→ SHORT EXERCISE: Please rewrite the part of the material that opens with the line containing "task: trace the outline of the shadow on rock" and closes with the line containing "[[[139,245],[132,249],[129,256],[156,256],[149,246]]]", both lines included, scaling every outline coordinate by 2.3 and rounding each result to a whole number, with halves rounded up. Keep all other text in those lines unchanged and give only these lines.

==========

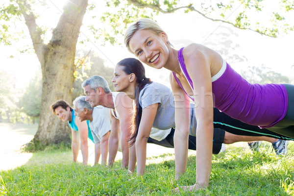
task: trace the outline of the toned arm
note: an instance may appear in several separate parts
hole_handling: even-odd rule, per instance
[[[80,148],[83,156],[83,164],[88,164],[88,125],[87,121],[81,122],[78,118],[75,118],[75,124],[78,129],[80,141]]]

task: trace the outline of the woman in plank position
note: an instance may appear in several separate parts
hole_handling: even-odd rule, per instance
[[[172,140],[174,138],[175,109],[172,93],[168,87],[147,78],[143,64],[138,60],[133,58],[124,59],[118,63],[112,81],[116,91],[125,92],[131,98],[135,100],[135,130],[130,140],[131,147],[136,147],[138,162],[137,172],[143,175],[145,171],[147,142],[173,147],[173,141]],[[197,122],[194,108],[194,103],[190,102],[187,147],[196,150],[196,143],[195,136],[196,134]],[[285,141],[279,140],[286,138],[279,134],[266,129],[263,130],[262,134],[258,134],[257,131],[260,129],[258,126],[250,125],[234,119],[220,112],[216,108],[214,109],[214,114],[212,152],[214,154],[220,152],[223,143],[228,144],[241,141],[265,140],[276,143],[279,141],[281,144],[279,148],[275,148],[273,145],[277,154],[279,152],[282,152],[280,151],[287,148]],[[272,138],[263,135],[270,136]],[[151,140],[150,138],[155,140]],[[136,159],[130,159],[131,160],[135,161]],[[129,162],[130,172],[134,171],[135,164],[135,162]]]
[[[175,103],[176,176],[186,170],[190,100],[195,102],[197,122],[196,183],[184,189],[193,190],[208,185],[214,107],[246,123],[294,136],[294,85],[250,84],[220,54],[200,44],[192,44],[178,51],[158,24],[147,19],[129,27],[124,43],[143,63],[172,71],[170,82]]]

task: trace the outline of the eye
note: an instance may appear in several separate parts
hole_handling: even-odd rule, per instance
[[[142,54],[142,50],[140,50],[138,52],[138,53],[137,53],[137,55],[139,56],[139,55],[140,55],[141,54]]]

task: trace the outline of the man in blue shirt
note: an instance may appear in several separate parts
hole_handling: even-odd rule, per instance
[[[74,162],[76,162],[78,150],[80,148],[83,156],[83,164],[88,164],[88,138],[93,143],[94,140],[89,125],[89,121],[81,122],[76,118],[74,111],[65,100],[59,100],[51,105],[51,109],[54,114],[64,122],[67,122],[72,131],[72,151]]]

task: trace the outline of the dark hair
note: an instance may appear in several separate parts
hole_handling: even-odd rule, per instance
[[[64,100],[59,100],[57,101],[50,106],[50,108],[51,108],[52,112],[54,114],[56,114],[55,112],[55,110],[59,106],[61,106],[61,107],[65,110],[66,110],[66,108],[68,107],[71,109],[71,111],[73,111],[72,107],[71,107],[70,104]]]
[[[123,71],[126,74],[134,74],[136,75],[136,81],[139,85],[136,87],[135,91],[135,101],[136,102],[136,110],[134,114],[134,124],[135,129],[134,132],[130,138],[130,146],[133,146],[136,142],[138,135],[139,126],[142,116],[142,107],[139,103],[139,96],[140,92],[147,84],[151,82],[150,78],[145,76],[145,68],[142,63],[134,58],[127,58],[122,60],[117,64],[123,67]]]

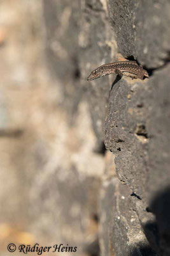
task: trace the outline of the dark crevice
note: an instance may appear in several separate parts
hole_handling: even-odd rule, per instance
[[[110,93],[111,93],[111,90],[112,90],[112,89],[113,89],[114,85],[115,85],[119,80],[120,80],[121,78],[122,78],[122,77],[121,77],[120,76],[119,76],[119,75],[117,75],[117,77],[116,77],[115,81],[113,81],[113,84],[111,84],[111,89],[110,89]]]
[[[141,200],[141,198],[139,196],[138,196],[138,195],[136,195],[134,192],[133,192],[131,195],[131,196],[135,196],[138,199]]]
[[[131,55],[128,57],[126,58],[127,60],[130,60],[130,61],[136,61],[138,65],[140,65],[138,61],[137,60],[135,60],[134,56],[132,55]],[[163,67],[166,67],[170,61],[170,51],[167,52],[167,56],[162,58],[162,60],[164,62],[164,64],[162,64],[161,66],[156,67],[156,68],[149,68],[145,65],[143,65],[143,67],[144,69],[145,69],[147,72],[149,74],[149,76],[152,76],[153,73],[154,72],[155,70],[157,70],[159,69],[161,69]]]
[[[137,124],[136,129],[136,134],[138,136],[141,136],[145,139],[148,138],[148,132],[146,131],[146,127],[144,124]]]
[[[103,156],[105,155],[106,151],[106,146],[104,145],[104,141],[102,141],[99,144],[97,144],[94,150],[94,152],[95,153],[100,154]]]
[[[99,216],[96,213],[94,213],[92,215],[92,219],[95,221],[95,222],[96,222],[96,223],[99,222]]]

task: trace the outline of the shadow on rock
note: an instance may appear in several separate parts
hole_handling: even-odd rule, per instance
[[[154,221],[147,222],[145,234],[152,248],[159,255],[170,255],[170,187],[159,191],[153,199],[148,212],[154,214]]]
[[[139,245],[132,249],[129,256],[156,256],[149,246]]]

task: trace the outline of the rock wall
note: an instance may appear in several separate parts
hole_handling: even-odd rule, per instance
[[[169,255],[169,1],[11,4],[0,3],[0,253],[57,241],[82,256]],[[122,58],[149,79],[86,81]]]

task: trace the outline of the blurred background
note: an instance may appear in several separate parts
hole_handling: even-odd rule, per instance
[[[169,13],[168,0],[0,1],[1,256],[18,255],[10,243],[170,255]],[[86,81],[122,56],[149,79]]]

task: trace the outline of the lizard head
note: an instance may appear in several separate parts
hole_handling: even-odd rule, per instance
[[[101,76],[98,72],[97,69],[95,69],[94,70],[91,72],[90,75],[87,78],[87,81],[92,81],[94,79],[96,79],[96,78],[100,77]]]

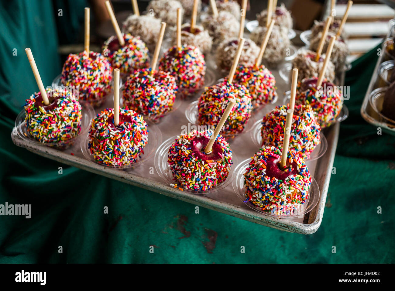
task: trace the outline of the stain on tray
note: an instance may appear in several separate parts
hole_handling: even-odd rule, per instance
[[[206,248],[207,252],[209,253],[213,253],[213,250],[215,248],[215,243],[217,241],[218,234],[216,231],[210,229],[205,228],[204,230],[206,232],[209,241],[202,242],[204,247]]]

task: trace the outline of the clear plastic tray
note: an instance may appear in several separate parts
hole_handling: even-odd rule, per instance
[[[85,138],[81,141],[81,149],[85,158],[98,165],[100,165],[106,168],[111,169],[128,169],[137,165],[139,165],[149,160],[154,155],[155,150],[162,141],[162,134],[159,128],[152,122],[147,121],[148,132],[148,142],[144,148],[144,153],[141,155],[135,163],[133,163],[124,166],[113,166],[105,165],[97,161],[93,157],[93,155],[90,153],[90,151],[88,148],[89,141],[89,133],[85,135]]]
[[[312,210],[317,205],[320,198],[320,189],[315,179],[312,177],[311,177],[311,185],[308,190],[308,197],[306,202],[303,205],[295,206],[294,211],[288,214],[278,214],[266,212],[262,210],[261,208],[256,207],[250,201],[246,201],[245,195],[245,185],[244,184],[244,176],[243,174],[248,167],[250,161],[251,159],[247,159],[237,165],[235,168],[232,180],[232,186],[236,195],[248,207],[268,216],[280,218],[289,218],[297,216],[303,217],[306,213],[308,213]]]
[[[173,137],[170,137],[164,141],[159,146],[155,154],[154,161],[155,168],[156,171],[159,174],[160,178],[164,181],[165,183],[167,185],[177,184],[177,188],[180,187],[182,188],[182,191],[194,194],[209,194],[217,192],[220,190],[224,189],[230,184],[231,181],[232,179],[232,176],[233,171],[233,169],[235,168],[235,165],[237,163],[237,159],[234,156],[232,157],[232,161],[233,163],[230,167],[230,171],[229,171],[229,174],[228,177],[224,182],[216,187],[205,191],[196,191],[190,189],[187,189],[184,187],[180,183],[177,182],[177,180],[174,179],[173,177],[173,174],[170,169],[170,166],[167,163],[167,154],[169,148],[171,145],[171,144],[175,140],[177,136],[174,136]]]
[[[262,120],[257,121],[252,126],[252,130],[251,131],[251,139],[252,141],[252,143],[256,146],[257,150],[260,148],[261,148],[262,146],[262,136],[261,135],[261,129],[262,128],[261,122]],[[320,133],[320,140],[321,142],[318,144],[314,150],[310,154],[310,157],[308,159],[305,159],[305,161],[314,161],[319,159],[323,156],[326,152],[326,150],[328,148],[328,143],[326,140],[326,138],[322,133],[322,131]]]
[[[386,86],[389,84],[389,80],[391,74],[394,71],[395,67],[395,60],[391,60],[386,61],[380,64],[378,67],[378,75],[381,80],[384,81]]]
[[[381,87],[372,91],[370,94],[369,103],[373,110],[384,120],[393,124],[395,124],[395,120],[387,117],[381,113],[381,111],[383,109],[383,101],[384,101],[384,97],[386,95],[386,92],[388,88],[388,87]]]
[[[74,142],[81,136],[84,136],[89,128],[90,122],[94,117],[95,111],[92,106],[88,103],[81,104],[81,131],[79,134],[73,138],[66,141],[62,141],[56,143],[41,143],[30,135],[27,131],[26,122],[25,120],[25,111],[24,109],[19,113],[15,120],[16,132],[18,136],[23,139],[32,143],[35,145],[51,146],[59,150],[65,150],[73,145]]]

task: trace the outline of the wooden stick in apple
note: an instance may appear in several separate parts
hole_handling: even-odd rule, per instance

==========

→ SOLUTION TO THE PROBLEM:
task: trace the outline of the shadow on rock
note: an instance may appear in several separate parts
hole_handling: even-odd rule, per instance
[[[354,508],[338,511],[334,538],[350,570],[366,587],[391,587],[391,430],[366,439],[352,458],[340,488],[354,492]]]
[[[320,564],[304,573],[297,589],[359,589],[343,566]]]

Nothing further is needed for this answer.